* 任务要求:
请根据下面的原文回答:
(a) 原文列出的虚拟机系统版本是什么?
(b) 创建主节点容器时为其指定的IP地址是多少?
(c) 为MySQL的root用户设置的密码是什么?

* 原文来源:
0


大数据实战(hadoop+spark+python):淘宝电商数据分析

一,运行环境与所需资源:

  1. 虚拟机:Ubuntu 20.04.6 LTS

  2. docker容器

  3. hadoop-3.3.4

  4. spark-3.3.2-bin-hadoop3

  5. python,pyspark, pandas,matplotlib

  6. mysql,mysql-connector-j-8.0.32.jar(下载不需要积分什么的)

  7. 淘宝用户数据

  8. 以上的技术积累需要自行完成

二,创建与配置分布式镜像

  1. 创建主节点

  • 创建容器(##ubuntu的代码块,在ubuntu中运行,无特殊说明的在docker中运行)

  1. ##ubuntu
  2. #创建挂载目录
  3. sudo mkdir bigdata
  4. #拉取镜像
  5. docker pull ubuntu
  6. #创建容器
  7. docker run -it --name master --privileged=true -p 9870:9870 -p 8088:8088 -p 8080:8080 -p 7077:7077 -p 18080:18080 -p 8032:8032 --network hadoopnet --ip 172.20.0.5 -v /bigdata:/bigdata ubuntu /bin/bash
  • 更新软件列表,安装java,ssh,pip,pyspark,pyarrow, vim,mysql,pandas,zip,matplotlib

代码
  1. ##ubuntu
  2. #将mysql-connector-j-8.0.32.jar上传到挂载卷
  3. sudo mv mysql-connector-j-8.0.32.jar /bigdata
  1. apt update
  2. apt install vim
  3. apt insatll zip
  4. apt install pip
  5. pip install pyspark
  6. pip install pyarrow
  7. pip install pandas
  8. pip install mmatplotlib
  9. apt install openjdk-8-jdk
  10. #查看安装结果
  11. java -version
  12. #安装ssh,生成秘钥,并加入授权文件,启动ssh
  13. apt install openssh-server
  14. apt install openssh-client
  15. ssh-keygen -t rsa -P ""
  16. cd ~/.ssh
  17. cat id_rsa.pub >> authorized_keys
  18. service ssh start
  19. #查看安装结果
  20. ssh localhost
  21. #安装mysql,配置密码,第一次进入无密码,一直enter就行
  22. apt install mysql-server
  23. service mysql start
  24. mysql -u root -p
  25. #设置密码(命令在mysql里面运行),密码是:mynewpassword
  26. ALTER USER 'root'@'localhost' IDENTIFIED WITH mysql_native_password by 'mynewpassword';
  27. quit;
  28. #配置安全措施(docker容器运行)
  29. mysql_secure_installation
  30. #由于链接mysql需要mysql-connector-j-8.0.32.jar
  31. #所以要下载这个jar,然后添加到pyspark库的安装包下,和$JAVA_HOME的jre/lib/ext下
  32. #首先需要找到python运行环境,由于没有配置spark的python运行环境,默认ubuntu的python运行环境
  33. #就需要通过命令find /usr -name python 找到python文件夹,位于/usr/lib下
  34. find /usr -name python
  35. cd /usr/local/lib/python3.10/dist-packages
  36. cp /bigdata/mysql-connector-j-8.0.32.jar ./pyspark
  37. cp /bigdata/mysql-connector-j-8.0.32.jar $JAVA_HOME/jre/lib/ext
运行结果
  1. #java -version,运行结果
  2. openjdk version "1.8.0_362"

摘自一个合集的记录:
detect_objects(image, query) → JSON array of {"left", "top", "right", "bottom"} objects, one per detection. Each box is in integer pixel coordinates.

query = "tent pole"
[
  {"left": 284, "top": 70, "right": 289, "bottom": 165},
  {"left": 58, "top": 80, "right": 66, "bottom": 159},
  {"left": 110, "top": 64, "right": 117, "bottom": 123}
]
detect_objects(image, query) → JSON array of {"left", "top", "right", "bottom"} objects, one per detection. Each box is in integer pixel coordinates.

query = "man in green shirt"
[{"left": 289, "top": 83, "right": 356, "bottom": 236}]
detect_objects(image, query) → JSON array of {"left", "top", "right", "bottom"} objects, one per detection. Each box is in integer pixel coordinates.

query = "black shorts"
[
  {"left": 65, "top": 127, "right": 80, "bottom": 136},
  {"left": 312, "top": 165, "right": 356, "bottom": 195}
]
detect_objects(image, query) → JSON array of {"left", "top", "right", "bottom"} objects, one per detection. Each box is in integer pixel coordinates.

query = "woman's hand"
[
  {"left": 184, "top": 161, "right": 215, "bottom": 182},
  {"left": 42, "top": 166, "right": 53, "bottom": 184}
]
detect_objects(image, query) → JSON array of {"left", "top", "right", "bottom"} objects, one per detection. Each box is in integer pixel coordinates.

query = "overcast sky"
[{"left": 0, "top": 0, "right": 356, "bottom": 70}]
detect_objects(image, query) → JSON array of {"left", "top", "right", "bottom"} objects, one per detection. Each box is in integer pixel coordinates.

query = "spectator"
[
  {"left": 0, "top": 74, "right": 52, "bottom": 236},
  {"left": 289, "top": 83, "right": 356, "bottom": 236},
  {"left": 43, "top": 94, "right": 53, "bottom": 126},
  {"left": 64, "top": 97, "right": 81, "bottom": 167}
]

* 最终结果:
(a) Ubuntu 20.04.6 LTS
(b) 172.20.0.5
(c) mynewpassword